The exercise.
Reproduce the lines from the line with "around the balcony" up to and including the line with "0;277;49;378", renaming "balcony railing" to "terrace railing" and leaving everything else unchanged.

──────── Extracted records

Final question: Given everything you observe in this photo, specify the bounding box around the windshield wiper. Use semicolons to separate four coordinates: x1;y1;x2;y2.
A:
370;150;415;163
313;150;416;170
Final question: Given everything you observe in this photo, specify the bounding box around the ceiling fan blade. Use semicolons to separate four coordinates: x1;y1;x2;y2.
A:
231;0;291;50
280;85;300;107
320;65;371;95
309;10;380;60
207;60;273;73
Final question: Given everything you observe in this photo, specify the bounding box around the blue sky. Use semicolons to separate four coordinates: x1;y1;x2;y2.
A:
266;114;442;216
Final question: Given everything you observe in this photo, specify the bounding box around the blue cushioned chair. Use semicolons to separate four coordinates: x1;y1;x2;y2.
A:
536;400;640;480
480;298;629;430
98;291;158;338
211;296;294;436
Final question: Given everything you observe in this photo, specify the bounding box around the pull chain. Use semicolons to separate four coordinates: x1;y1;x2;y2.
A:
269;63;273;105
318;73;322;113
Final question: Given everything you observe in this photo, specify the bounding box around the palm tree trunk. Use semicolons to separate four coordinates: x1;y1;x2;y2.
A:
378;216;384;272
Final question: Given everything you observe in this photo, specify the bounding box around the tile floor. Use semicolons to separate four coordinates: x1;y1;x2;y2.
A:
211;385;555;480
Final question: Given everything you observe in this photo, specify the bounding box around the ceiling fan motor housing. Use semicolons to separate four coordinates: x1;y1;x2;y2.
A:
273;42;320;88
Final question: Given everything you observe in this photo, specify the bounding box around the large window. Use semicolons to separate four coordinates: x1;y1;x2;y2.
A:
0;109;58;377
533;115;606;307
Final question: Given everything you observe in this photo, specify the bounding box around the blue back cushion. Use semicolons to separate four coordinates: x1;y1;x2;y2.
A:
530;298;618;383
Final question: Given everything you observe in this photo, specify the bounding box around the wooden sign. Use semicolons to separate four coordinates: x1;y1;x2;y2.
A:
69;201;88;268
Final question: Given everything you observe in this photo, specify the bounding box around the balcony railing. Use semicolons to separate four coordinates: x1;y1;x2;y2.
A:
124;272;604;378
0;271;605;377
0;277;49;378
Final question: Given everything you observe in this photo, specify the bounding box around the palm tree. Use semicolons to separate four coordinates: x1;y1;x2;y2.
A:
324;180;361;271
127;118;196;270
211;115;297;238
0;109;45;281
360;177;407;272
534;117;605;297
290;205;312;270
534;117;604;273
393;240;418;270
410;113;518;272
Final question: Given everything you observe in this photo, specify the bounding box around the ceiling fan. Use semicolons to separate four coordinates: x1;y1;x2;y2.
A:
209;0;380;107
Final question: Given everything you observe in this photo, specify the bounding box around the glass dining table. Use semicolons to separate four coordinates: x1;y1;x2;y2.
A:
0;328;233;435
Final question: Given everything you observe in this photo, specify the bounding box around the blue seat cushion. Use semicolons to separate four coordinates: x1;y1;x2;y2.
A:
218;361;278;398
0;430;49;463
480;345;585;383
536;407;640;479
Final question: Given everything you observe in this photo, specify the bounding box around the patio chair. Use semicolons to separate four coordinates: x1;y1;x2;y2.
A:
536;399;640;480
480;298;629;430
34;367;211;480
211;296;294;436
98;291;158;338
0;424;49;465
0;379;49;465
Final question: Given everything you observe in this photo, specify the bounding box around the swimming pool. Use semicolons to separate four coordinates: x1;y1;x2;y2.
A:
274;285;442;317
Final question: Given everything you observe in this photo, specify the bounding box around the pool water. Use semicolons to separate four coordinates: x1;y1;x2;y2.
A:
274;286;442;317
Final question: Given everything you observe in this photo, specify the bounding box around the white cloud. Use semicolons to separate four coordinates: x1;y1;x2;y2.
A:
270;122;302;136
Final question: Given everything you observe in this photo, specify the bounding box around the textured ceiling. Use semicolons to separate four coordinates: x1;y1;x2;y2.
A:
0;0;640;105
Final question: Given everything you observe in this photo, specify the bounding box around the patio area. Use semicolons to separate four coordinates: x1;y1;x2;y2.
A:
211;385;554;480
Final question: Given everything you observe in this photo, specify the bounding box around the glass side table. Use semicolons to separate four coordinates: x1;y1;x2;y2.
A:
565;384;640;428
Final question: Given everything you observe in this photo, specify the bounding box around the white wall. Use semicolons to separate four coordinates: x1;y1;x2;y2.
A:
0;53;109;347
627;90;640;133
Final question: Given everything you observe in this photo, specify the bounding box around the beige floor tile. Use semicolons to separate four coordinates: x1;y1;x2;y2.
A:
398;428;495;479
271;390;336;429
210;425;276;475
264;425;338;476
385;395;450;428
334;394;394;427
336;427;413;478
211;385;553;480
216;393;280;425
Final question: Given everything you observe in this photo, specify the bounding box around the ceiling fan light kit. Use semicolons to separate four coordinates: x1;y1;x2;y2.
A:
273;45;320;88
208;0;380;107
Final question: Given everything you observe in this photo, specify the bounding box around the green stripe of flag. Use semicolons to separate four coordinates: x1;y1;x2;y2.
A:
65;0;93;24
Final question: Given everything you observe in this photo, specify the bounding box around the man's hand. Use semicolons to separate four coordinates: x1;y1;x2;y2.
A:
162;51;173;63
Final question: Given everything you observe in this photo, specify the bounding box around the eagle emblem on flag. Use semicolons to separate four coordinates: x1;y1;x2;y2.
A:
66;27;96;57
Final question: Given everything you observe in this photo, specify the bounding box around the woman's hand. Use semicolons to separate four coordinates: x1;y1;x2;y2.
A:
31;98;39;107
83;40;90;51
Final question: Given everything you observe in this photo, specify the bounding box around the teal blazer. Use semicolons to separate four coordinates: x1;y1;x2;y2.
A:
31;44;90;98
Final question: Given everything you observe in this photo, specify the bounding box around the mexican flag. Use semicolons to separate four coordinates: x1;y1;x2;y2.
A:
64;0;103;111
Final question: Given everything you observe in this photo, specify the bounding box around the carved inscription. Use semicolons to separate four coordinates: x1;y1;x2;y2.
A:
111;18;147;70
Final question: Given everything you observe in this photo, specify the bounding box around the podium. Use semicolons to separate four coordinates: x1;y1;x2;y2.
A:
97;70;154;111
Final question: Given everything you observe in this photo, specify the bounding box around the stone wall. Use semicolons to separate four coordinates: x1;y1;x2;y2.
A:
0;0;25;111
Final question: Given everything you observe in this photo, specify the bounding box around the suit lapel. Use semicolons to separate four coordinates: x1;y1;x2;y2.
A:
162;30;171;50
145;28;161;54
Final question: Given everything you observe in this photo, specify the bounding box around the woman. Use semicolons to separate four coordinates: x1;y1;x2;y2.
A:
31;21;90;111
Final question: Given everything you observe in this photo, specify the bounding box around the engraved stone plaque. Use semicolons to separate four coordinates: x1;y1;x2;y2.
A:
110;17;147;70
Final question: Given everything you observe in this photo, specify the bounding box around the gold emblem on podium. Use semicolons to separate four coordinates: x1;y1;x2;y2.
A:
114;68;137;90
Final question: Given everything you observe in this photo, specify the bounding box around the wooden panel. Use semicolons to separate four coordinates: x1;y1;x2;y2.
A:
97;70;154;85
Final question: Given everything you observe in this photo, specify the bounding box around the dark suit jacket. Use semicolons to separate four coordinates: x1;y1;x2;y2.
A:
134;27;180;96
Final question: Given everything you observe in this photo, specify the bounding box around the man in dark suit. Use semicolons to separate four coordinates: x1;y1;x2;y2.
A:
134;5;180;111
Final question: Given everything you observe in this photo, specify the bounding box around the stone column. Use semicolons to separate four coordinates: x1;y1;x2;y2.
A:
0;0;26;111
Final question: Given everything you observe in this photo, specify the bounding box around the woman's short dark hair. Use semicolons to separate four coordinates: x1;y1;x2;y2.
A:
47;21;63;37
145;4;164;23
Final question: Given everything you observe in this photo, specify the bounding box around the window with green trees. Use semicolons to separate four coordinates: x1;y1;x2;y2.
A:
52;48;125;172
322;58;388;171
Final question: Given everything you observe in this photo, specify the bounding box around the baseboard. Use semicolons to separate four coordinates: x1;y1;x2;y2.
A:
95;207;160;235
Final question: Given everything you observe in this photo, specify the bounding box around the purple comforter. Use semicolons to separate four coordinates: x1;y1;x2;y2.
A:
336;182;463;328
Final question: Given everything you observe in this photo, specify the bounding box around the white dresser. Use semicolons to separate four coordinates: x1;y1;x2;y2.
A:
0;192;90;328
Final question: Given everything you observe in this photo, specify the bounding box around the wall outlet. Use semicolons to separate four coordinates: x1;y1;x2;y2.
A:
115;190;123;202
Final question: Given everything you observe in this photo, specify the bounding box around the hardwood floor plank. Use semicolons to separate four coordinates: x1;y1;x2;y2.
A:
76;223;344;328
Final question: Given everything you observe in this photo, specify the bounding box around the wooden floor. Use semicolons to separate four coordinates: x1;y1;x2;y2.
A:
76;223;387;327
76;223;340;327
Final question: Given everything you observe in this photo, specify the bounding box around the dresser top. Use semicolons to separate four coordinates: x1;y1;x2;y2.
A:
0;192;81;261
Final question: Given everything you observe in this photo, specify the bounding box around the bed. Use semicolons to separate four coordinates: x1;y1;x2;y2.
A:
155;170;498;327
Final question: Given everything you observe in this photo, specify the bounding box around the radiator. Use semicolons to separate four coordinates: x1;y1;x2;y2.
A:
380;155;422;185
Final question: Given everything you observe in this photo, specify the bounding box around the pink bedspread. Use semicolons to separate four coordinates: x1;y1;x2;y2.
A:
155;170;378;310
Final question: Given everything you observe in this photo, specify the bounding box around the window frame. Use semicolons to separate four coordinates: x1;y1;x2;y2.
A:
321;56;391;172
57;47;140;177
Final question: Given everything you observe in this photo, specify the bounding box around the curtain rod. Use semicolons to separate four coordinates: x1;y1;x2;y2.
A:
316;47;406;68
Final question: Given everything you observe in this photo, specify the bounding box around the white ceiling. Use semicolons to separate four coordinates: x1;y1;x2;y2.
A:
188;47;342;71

────────────────

Result of the task.
Final question: Given everything you observe in this photo, specify the bounding box around the terrace railing. Use semicolons to separate four coordinates: x1;y1;x2;y2.
A:
124;272;604;378
0;271;605;377
0;277;49;378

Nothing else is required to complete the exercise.